[GIVEN TASK]:
Locate every row below that contains the word "white" and copy each of those rows in full. Capitalization matters.

[DATASET EXCERPTS]:
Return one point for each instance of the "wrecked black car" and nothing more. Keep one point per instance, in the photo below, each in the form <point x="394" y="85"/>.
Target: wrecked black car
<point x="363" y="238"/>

--

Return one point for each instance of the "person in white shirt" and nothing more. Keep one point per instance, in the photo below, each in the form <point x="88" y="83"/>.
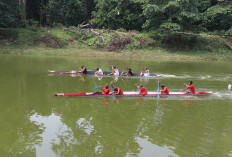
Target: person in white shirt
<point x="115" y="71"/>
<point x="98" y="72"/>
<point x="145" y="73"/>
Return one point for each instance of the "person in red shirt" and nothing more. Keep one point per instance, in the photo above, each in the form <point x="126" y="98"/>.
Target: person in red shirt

[EXPECTED OUTPUT]:
Return one point for each instance of the "person in white shirt" and nothing more. Keep one point per instance, in the photo below, each in the form <point x="88" y="83"/>.
Target: person in white shirt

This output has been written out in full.